## Start STORED ROWS

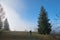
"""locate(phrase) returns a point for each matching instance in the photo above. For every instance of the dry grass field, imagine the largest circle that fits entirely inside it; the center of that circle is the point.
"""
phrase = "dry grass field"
(26, 36)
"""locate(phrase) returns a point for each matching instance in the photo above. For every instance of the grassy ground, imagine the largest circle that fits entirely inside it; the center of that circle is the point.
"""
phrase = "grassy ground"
(26, 36)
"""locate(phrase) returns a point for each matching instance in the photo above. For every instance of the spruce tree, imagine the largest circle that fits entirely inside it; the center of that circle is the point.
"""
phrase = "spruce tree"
(6, 25)
(44, 27)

## End STORED ROWS

• [TASK STATEMENT]
In the listing above, find the line with "of the grassy" and set down that line and all after it exactly, through the final line.

• [RESULT FOR THIS TASK]
"""locate(phrase) returns a point for each matching instance in the photo above. For every instance of the grassy ground, imagine the largest circle that fits entirely inside it; the center of that circle is the point.
"""
phrase = "grassy ground"
(26, 36)
"""locate(phrase) returns a point for each matching instance in the photo above. For every instance of the spruce tree, imagine the largest circle that fits entirely inside it; the center of that circle is the point.
"""
phrase = "spruce tree"
(6, 25)
(44, 27)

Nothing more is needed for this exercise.